SUPPLIED DATA
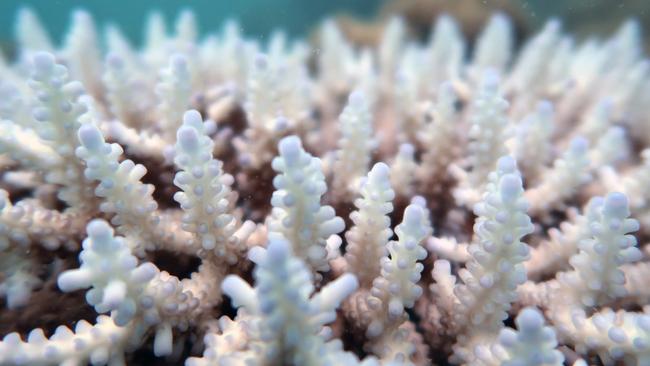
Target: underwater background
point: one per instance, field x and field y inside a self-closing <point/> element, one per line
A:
<point x="299" y="17"/>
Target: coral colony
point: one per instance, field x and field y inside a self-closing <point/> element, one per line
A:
<point x="413" y="203"/>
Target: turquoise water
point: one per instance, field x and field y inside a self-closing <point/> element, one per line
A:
<point x="258" y="18"/>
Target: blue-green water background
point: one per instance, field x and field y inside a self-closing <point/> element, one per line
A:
<point x="259" y="17"/>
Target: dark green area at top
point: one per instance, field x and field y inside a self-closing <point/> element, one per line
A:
<point x="257" y="17"/>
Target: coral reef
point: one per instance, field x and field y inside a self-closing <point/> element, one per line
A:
<point x="226" y="201"/>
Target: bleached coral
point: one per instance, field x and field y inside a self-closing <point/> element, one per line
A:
<point x="163" y="166"/>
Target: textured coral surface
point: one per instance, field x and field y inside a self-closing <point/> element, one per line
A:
<point x="220" y="200"/>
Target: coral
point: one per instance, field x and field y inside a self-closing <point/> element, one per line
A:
<point x="236" y="201"/>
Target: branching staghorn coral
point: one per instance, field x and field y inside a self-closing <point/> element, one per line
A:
<point x="139" y="186"/>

PROBLEM TO WORK ON
Rewrite the data starting at the line containing "Target: branching staghorn coral" and ending at the end of the data, with "staghorn" replaced by "elkhorn" and everything else left unchanged.

FINAL ANSWER
Target: branching elkhorn coral
point: one per instance, field x and field y inside a self-closing <point/> element, one per line
A:
<point x="139" y="186"/>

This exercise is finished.